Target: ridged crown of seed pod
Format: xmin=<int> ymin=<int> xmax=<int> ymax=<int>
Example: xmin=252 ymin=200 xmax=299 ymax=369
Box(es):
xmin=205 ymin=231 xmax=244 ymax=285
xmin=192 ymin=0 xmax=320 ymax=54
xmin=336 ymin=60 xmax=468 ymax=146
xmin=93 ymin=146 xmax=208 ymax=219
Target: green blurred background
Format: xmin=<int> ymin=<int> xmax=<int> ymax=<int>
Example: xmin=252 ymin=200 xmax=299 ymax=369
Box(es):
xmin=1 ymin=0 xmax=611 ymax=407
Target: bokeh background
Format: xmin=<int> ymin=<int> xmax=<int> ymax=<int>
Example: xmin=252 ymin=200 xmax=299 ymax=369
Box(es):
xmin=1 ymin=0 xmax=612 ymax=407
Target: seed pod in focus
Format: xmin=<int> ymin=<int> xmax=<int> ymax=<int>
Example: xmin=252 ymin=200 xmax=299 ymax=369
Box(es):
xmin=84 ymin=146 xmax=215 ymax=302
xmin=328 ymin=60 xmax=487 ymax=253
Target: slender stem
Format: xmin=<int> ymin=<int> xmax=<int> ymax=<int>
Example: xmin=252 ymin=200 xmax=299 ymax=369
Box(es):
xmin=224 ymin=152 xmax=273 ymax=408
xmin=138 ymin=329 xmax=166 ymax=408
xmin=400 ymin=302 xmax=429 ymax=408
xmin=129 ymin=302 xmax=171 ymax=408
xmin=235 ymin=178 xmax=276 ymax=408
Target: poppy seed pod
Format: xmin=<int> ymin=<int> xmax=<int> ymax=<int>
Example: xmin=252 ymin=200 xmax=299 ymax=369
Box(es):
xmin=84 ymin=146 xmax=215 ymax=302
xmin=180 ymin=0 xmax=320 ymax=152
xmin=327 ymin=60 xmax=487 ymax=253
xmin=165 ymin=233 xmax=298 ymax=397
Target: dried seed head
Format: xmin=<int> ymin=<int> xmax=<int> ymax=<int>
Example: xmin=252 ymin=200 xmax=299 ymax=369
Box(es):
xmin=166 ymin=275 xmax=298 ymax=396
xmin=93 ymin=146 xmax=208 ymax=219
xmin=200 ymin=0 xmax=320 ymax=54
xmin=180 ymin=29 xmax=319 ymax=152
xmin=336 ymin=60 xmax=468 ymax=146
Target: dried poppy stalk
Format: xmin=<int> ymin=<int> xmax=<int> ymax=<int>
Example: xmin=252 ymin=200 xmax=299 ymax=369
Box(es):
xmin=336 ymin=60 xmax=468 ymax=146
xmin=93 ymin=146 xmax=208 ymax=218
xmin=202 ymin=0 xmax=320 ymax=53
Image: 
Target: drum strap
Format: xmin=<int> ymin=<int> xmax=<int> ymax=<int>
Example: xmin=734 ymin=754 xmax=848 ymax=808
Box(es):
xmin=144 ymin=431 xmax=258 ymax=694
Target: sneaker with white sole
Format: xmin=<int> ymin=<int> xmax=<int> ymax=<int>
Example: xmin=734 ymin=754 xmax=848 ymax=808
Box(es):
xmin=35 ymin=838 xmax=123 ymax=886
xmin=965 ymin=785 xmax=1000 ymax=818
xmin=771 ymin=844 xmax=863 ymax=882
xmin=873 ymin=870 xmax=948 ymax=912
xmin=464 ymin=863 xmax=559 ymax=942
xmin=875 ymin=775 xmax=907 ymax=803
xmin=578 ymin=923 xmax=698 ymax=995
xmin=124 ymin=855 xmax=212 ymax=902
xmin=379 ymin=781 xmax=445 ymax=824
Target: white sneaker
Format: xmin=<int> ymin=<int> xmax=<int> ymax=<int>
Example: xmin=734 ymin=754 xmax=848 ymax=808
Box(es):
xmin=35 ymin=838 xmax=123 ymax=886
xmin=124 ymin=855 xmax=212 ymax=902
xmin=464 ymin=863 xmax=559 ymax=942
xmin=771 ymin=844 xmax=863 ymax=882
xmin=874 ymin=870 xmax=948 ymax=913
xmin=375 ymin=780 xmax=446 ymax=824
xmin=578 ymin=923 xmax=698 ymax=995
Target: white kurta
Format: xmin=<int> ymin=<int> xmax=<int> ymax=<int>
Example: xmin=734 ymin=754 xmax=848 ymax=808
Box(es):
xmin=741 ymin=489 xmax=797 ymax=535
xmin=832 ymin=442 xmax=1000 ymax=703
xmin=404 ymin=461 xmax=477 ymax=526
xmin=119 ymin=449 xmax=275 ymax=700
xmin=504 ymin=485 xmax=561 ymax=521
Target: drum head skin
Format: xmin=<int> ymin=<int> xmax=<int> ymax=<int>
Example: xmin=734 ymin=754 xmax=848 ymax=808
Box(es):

**Work to be completed**
In full and verbatim, transcribe the data.

**Solution below**
Target: ridged crown of seed pod
Format: xmin=<int> ymin=<int> xmax=<int> ymax=<int>
Example: xmin=252 ymin=200 xmax=299 ymax=369
Box(es):
xmin=205 ymin=231 xmax=244 ymax=285
xmin=192 ymin=0 xmax=320 ymax=54
xmin=336 ymin=60 xmax=468 ymax=146
xmin=93 ymin=146 xmax=208 ymax=219
Target: green blurred background
Format: xmin=<int> ymin=<int> xmax=<int> ymax=<int>
Example: xmin=252 ymin=200 xmax=299 ymax=369
Box(es):
xmin=1 ymin=0 xmax=611 ymax=407
Target: bokeh background
Format: xmin=<int> ymin=<int> xmax=<int> ymax=<int>
Example: xmin=252 ymin=200 xmax=299 ymax=369
Box(es):
xmin=1 ymin=0 xmax=612 ymax=407
Target: seed pod in focus
Format: xmin=<int> ymin=<int> xmax=<int> ymax=<int>
Example: xmin=252 ymin=200 xmax=299 ymax=369
Box(es):
xmin=84 ymin=146 xmax=215 ymax=302
xmin=328 ymin=60 xmax=487 ymax=253
Target: slender stem
Format: xmin=<int> ymin=<int> xmax=<int> ymax=<int>
Example: xmin=252 ymin=200 xmax=299 ymax=369
Box(es):
xmin=224 ymin=152 xmax=273 ymax=408
xmin=138 ymin=329 xmax=166 ymax=408
xmin=400 ymin=302 xmax=429 ymax=408
xmin=129 ymin=302 xmax=171 ymax=408
xmin=235 ymin=178 xmax=276 ymax=408
Target: poppy seed pod
Format: xmin=<int> ymin=<int> xmax=<int> ymax=<int>
Example: xmin=252 ymin=200 xmax=299 ymax=369
Box(es):
xmin=84 ymin=146 xmax=215 ymax=302
xmin=180 ymin=0 xmax=320 ymax=152
xmin=327 ymin=60 xmax=487 ymax=253
xmin=165 ymin=233 xmax=298 ymax=397
Target: dried seed head
Format: xmin=<int> ymin=<int> xmax=<int> ymax=<int>
Example: xmin=252 ymin=200 xmax=299 ymax=369
Box(es):
xmin=166 ymin=275 xmax=298 ymax=396
xmin=93 ymin=146 xmax=208 ymax=219
xmin=200 ymin=0 xmax=320 ymax=54
xmin=180 ymin=29 xmax=319 ymax=152
xmin=336 ymin=60 xmax=468 ymax=146
Target: dried poppy stalk
Format: xmin=<int> ymin=<int> xmax=<int> ymax=<int>
Example: xmin=252 ymin=200 xmax=299 ymax=369
Box(es):
xmin=336 ymin=60 xmax=468 ymax=146
xmin=93 ymin=146 xmax=208 ymax=218
xmin=202 ymin=0 xmax=320 ymax=53
Image: 
Target: drum strap
Format: xmin=<int> ymin=<int> xmax=<int> ymax=<int>
Example: xmin=734 ymin=754 xmax=848 ymax=808
Box(es):
xmin=144 ymin=431 xmax=258 ymax=694
Target: sneaker with white sole
Format: xmin=<int> ymin=<int> xmax=<int> ymax=<int>
Example: xmin=734 ymin=754 xmax=848 ymax=808
Box(es):
xmin=35 ymin=838 xmax=123 ymax=886
xmin=965 ymin=785 xmax=1000 ymax=818
xmin=771 ymin=844 xmax=863 ymax=882
xmin=873 ymin=870 xmax=948 ymax=912
xmin=464 ymin=863 xmax=559 ymax=942
xmin=875 ymin=775 xmax=907 ymax=803
xmin=578 ymin=923 xmax=698 ymax=995
xmin=124 ymin=855 xmax=212 ymax=902
xmin=379 ymin=781 xmax=445 ymax=824
Target: white sneaker
Format: xmin=<int> ymin=<int> xmax=<int> ymax=<int>
Example: xmin=734 ymin=754 xmax=848 ymax=808
Box(es):
xmin=35 ymin=838 xmax=123 ymax=886
xmin=124 ymin=855 xmax=212 ymax=902
xmin=464 ymin=863 xmax=559 ymax=942
xmin=771 ymin=844 xmax=863 ymax=882
xmin=874 ymin=870 xmax=948 ymax=913
xmin=375 ymin=780 xmax=446 ymax=824
xmin=578 ymin=923 xmax=698 ymax=995
Target: white kurta
Format: xmin=<int> ymin=<int> xmax=<int> ymax=<int>
Example: xmin=734 ymin=754 xmax=848 ymax=808
Box(es):
xmin=741 ymin=489 xmax=797 ymax=535
xmin=832 ymin=442 xmax=1000 ymax=703
xmin=404 ymin=461 xmax=477 ymax=526
xmin=119 ymin=449 xmax=275 ymax=700
xmin=504 ymin=485 xmax=561 ymax=521
Target: drum head skin
Format: xmin=<int> ymin=<int> xmax=<int> ymax=<int>
Example: xmin=734 ymin=754 xmax=848 ymax=808
Box(es):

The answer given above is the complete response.